[Material supplied]

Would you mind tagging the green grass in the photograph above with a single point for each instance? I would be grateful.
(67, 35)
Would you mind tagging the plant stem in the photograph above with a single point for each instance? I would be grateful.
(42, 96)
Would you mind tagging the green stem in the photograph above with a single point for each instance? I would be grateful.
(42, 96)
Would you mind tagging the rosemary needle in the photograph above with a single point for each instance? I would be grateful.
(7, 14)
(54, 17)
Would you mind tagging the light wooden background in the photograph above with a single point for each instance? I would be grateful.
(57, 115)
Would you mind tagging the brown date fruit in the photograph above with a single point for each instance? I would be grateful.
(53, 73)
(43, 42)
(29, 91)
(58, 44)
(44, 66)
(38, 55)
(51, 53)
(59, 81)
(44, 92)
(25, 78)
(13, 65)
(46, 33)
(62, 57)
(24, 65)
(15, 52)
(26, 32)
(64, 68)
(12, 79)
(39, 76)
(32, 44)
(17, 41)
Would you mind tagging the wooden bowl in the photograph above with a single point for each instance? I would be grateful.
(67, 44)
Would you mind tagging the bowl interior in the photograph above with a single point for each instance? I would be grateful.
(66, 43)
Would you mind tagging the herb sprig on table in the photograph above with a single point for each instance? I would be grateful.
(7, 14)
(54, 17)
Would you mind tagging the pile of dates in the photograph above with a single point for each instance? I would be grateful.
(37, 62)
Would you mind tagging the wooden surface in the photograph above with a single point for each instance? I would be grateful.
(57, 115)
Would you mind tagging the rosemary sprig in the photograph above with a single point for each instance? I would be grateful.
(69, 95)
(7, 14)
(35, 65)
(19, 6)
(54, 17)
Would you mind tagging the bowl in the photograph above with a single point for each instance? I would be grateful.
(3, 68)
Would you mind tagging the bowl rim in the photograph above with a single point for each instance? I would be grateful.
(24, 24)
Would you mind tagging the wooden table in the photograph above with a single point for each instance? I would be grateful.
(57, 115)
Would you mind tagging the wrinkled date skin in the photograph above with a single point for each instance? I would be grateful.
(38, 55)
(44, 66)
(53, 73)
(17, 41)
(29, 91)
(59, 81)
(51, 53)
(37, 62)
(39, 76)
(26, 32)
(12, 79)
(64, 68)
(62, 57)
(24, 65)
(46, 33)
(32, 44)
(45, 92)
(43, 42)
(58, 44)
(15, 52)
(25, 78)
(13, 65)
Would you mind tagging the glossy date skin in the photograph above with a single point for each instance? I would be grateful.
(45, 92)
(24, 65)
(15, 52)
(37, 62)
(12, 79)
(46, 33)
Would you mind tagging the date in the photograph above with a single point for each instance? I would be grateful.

[/Material supplied]

Every record, restated word for word, should make up your reply.

Would you mind tagging the green grass in the photograph above with a single point for each instance? I would be grateful.
(67, 35)
Would you mind tagging the plant stem in the photograph above with a single point for each instance? I would be grateful.
(42, 96)
Would you mind tagging the green stem in the photograph above with a single point for each instance? I would be grateful.
(42, 96)
Would you mind tagging the rosemary needle in the photograph above with a single point for each instance? I would be grateful.
(7, 14)
(54, 17)
Would you mind tagging the light wooden background in the photograph above with a single point for each instance? I would be grateful.
(57, 115)
Would you mind tagging the brown date fruit in the photograph above with a single point for each instance? I would be grateful.
(53, 73)
(43, 42)
(29, 91)
(58, 44)
(44, 66)
(38, 55)
(51, 53)
(59, 81)
(44, 92)
(25, 78)
(13, 65)
(46, 33)
(62, 57)
(24, 65)
(15, 52)
(26, 32)
(64, 68)
(12, 79)
(39, 76)
(32, 44)
(17, 41)
Would you mind tagging the wooden bowl in the photograph above with a single point for each instance? I would be grateful.
(67, 44)
Would you mind tagging the bowl interior in the photograph above with a single point for each instance? I would be grateful.
(66, 43)
Would you mind tagging the herb sprig on table in the photograph above with a single point for each instance? I would be grateful.
(7, 14)
(54, 17)
Would you mind tagging the pile of dates in the photograph above with a single point for each instance? I would be grateful.
(37, 62)
Would you mind tagging the wooden surface in the photograph above with a single point for each instance? I would be grateful.
(57, 115)
Would you mind tagging the rosemary sprig in the photograph above with a single point for each instance? I would be grateful.
(69, 95)
(7, 14)
(35, 65)
(19, 6)
(54, 17)
Would you mind tagging the bowl in the photograph above with a single point for each instance? I would be grateful.
(3, 68)
Would you mind tagging the bowl rim in the photograph above with a single point for each instance? I would be grateful.
(24, 24)
Would you mind tagging the wooden table in the photograph above with a single point for each instance? I would be grateful.
(57, 115)
Would you mind tagging the wrinkled date skin in the photograph above with a single point for each instance? I would be grateful.
(38, 55)
(44, 66)
(53, 73)
(17, 41)
(29, 91)
(59, 81)
(51, 53)
(37, 62)
(39, 76)
(26, 32)
(12, 79)
(64, 68)
(62, 57)
(24, 65)
(46, 33)
(32, 44)
(45, 92)
(43, 42)
(58, 44)
(15, 52)
(25, 78)
(13, 65)
Would you mind tagging the glossy date skin in the photograph above with a single point for each instance? I would be grateful.
(45, 92)
(24, 65)
(15, 52)
(37, 62)
(12, 79)
(46, 33)
Would you mind tagging the date in the photograph above with a single point for each instance? I would be grateful.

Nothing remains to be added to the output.